§ What is being asked: Render the records below as a Markdown table with the columns Row and Line, giving each line its own numbered row and omitting blank lines. Leave the pictures out.

[Pointing and labeling entries]
--

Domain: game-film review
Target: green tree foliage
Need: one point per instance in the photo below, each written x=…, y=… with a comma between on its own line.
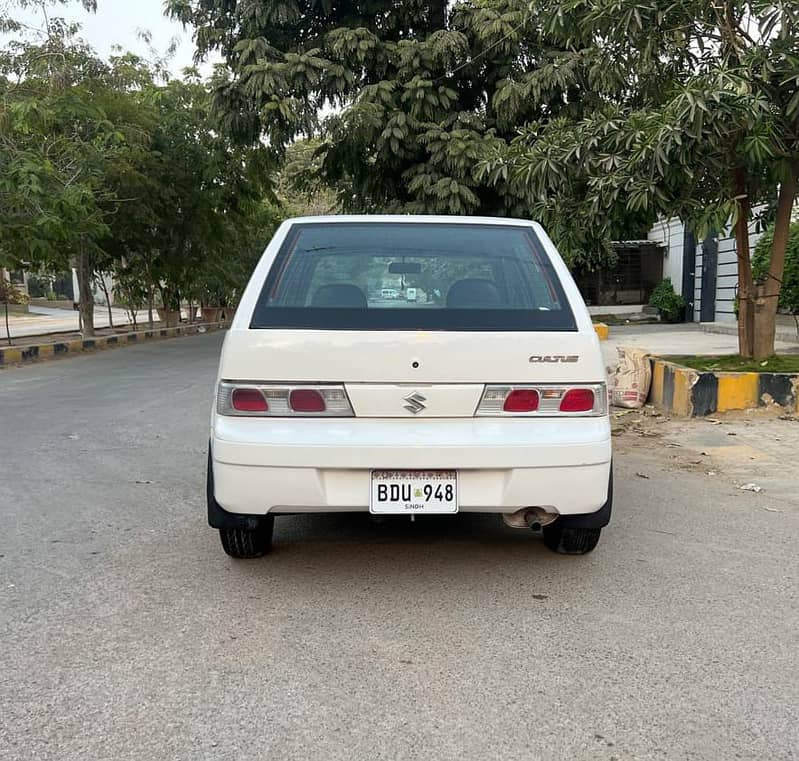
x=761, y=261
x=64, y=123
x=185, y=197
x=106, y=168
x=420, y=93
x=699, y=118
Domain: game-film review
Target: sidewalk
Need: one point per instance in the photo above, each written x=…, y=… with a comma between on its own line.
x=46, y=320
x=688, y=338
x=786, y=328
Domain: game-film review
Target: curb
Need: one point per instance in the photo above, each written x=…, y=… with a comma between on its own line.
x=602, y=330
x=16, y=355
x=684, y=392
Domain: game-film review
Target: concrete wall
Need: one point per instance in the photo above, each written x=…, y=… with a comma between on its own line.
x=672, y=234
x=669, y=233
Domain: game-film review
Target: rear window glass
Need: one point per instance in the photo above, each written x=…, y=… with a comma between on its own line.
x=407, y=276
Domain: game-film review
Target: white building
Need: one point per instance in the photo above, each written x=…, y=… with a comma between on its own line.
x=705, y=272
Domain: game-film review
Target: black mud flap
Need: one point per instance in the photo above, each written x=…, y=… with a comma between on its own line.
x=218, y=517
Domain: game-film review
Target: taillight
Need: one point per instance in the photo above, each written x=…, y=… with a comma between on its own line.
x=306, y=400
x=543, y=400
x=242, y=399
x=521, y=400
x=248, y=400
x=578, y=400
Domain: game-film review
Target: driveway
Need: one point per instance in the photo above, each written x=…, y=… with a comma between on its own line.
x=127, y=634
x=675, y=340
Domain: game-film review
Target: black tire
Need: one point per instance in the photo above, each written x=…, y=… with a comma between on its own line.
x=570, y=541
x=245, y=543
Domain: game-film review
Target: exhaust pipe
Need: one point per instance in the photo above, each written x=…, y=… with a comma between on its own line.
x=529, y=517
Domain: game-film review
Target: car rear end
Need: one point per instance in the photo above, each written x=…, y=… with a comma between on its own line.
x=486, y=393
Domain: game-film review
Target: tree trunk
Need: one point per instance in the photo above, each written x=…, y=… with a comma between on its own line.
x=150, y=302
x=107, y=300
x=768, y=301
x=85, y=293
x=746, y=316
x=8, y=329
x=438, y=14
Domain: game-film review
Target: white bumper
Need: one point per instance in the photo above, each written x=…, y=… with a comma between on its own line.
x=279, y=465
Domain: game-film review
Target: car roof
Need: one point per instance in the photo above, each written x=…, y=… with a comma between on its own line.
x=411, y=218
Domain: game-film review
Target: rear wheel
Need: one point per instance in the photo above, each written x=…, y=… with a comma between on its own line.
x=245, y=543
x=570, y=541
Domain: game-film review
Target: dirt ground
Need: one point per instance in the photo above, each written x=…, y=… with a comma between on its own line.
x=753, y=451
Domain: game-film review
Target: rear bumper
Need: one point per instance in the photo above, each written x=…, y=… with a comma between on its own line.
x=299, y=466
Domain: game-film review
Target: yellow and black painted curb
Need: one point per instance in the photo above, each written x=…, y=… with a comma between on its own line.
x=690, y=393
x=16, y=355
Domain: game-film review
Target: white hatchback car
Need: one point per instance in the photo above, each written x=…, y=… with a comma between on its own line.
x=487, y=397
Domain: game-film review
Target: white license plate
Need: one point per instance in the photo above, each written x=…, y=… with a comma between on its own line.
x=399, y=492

--

§ Task answer:
| Row | Line |
|---|---|
| 1 | Domain: game-film review |
| 2 | Target: green tree foliage |
| 3 | Need: one point per instance in the photo below, each written x=…, y=… with a comma between on its own line. |
| 4 | x=761, y=261 |
| 5 | x=64, y=123 |
| 6 | x=185, y=197 |
| 7 | x=106, y=168 |
| 8 | x=420, y=93 |
| 9 | x=699, y=118 |
| 10 | Domain: game-film review |
| 11 | Target: sidewalk |
| 12 | Need: one point per instance in the photo above, each written x=…, y=… with a comma between on its own line. |
| 13 | x=46, y=320 |
| 14 | x=688, y=338 |
| 15 | x=786, y=328 |
| 16 | Domain: game-film review |
| 17 | Target: curb |
| 18 | Need: one point per instance in the photo above, each written x=…, y=… with a comma between on its own line. |
| 19 | x=602, y=330 |
| 20 | x=16, y=355 |
| 21 | x=684, y=392 |
| 22 | Domain: game-film review |
| 23 | Target: concrete wall |
| 24 | Need: one point per instance in the photo above, each written x=…, y=… with a comma between on its own line. |
| 25 | x=672, y=234 |
| 26 | x=669, y=233 |
| 27 | Domain: game-film review |
| 28 | Target: rear window glass |
| 29 | Need: one point per instance in the photo above, each written x=…, y=… with a comma between on its own line. |
| 30 | x=407, y=276 |
| 31 | Domain: game-film review |
| 32 | Target: white building |
| 33 | Need: one point per instance in the photo above, each written x=…, y=… with a comma between on its own line. |
| 34 | x=705, y=272 |
| 35 | Domain: game-film review |
| 36 | Target: black mud flap |
| 37 | Need: one point per instance in the photo above, each written x=…, y=… with a comma between on its own line. |
| 38 | x=218, y=517 |
| 39 | Domain: game-film review |
| 40 | Target: taillight |
| 41 | Need: one point per instance in the photo above, each written x=…, y=… with a comma between on its own line. |
| 42 | x=306, y=400 |
| 43 | x=543, y=400 |
| 44 | x=242, y=399 |
| 45 | x=521, y=400 |
| 46 | x=248, y=400 |
| 47 | x=578, y=400 |
| 48 | Domain: game-film review |
| 49 | Target: driveway |
| 50 | Need: one point per instance in the photo above, each written x=…, y=… with a comma between on its own line. |
| 51 | x=127, y=634 |
| 52 | x=675, y=340 |
| 53 | Domain: game-film review |
| 54 | Target: black tire |
| 55 | Need: one point per instance in the photo above, each written x=…, y=… with a comma between on its own line. |
| 56 | x=570, y=541 |
| 57 | x=245, y=543 |
| 58 | Domain: game-film review |
| 59 | Target: exhaust pipe |
| 60 | Need: one point per instance in the photo above, each written x=…, y=… with a comma between on its own line. |
| 61 | x=529, y=517 |
| 62 | Domain: game-film review |
| 63 | Target: car rear end |
| 64 | Need: one point per instance in the photo above, each written x=…, y=… with a comma between on its own line. |
| 65 | x=486, y=393 |
| 66 | Domain: game-film review |
| 67 | Target: tree trunk |
| 68 | Need: one point per instance in the photo above, each written x=…, y=… with a comma between on its own line. |
| 69 | x=150, y=302 |
| 70 | x=107, y=300 |
| 71 | x=768, y=301 |
| 72 | x=85, y=293 |
| 73 | x=746, y=316 |
| 74 | x=8, y=329 |
| 75 | x=438, y=14 |
| 76 | Domain: game-film review |
| 77 | Target: white bumper |
| 78 | Need: one point per instance in the photo above, each written x=…, y=… with a comma between on its own line. |
| 79 | x=279, y=465 |
| 80 | Domain: game-film review |
| 81 | Target: car roof |
| 82 | Need: one point per instance in the photo above, each written x=…, y=… with a comma between on its own line. |
| 83 | x=411, y=218 |
| 84 | Domain: game-film review |
| 85 | Target: rear wheel |
| 86 | Need: one point per instance in the photo above, each written x=…, y=… with a comma between on its own line. |
| 87 | x=245, y=543 |
| 88 | x=570, y=541 |
| 89 | Domain: game-film review |
| 90 | Target: dirt ground |
| 91 | Need: one point per instance in the photo above, each written x=…, y=… with a comma between on its own line. |
| 92 | x=753, y=451 |
| 93 | Domain: game-film review |
| 94 | Target: rear bumper |
| 95 | Need: one point per instance in the photo above, each written x=…, y=… with a comma between on its own line. |
| 96 | x=299, y=466 |
| 97 | Domain: game-film review |
| 98 | Target: yellow and black painted curb |
| 99 | Need: one point per instance in the photo above, each written x=…, y=… with a comma between on its own line. |
| 100 | x=690, y=393 |
| 101 | x=16, y=355 |
| 102 | Domain: game-film review |
| 103 | Target: white hatchback car |
| 104 | Need: one point per instance in the photo above, each written x=…, y=… with a comma between on its own line. |
| 105 | x=487, y=397 |
| 106 | Domain: game-film review |
| 107 | Target: white license plate |
| 108 | Need: one point per instance in the photo above, each written x=…, y=… with a comma between on its own line. |
| 109 | x=399, y=492 |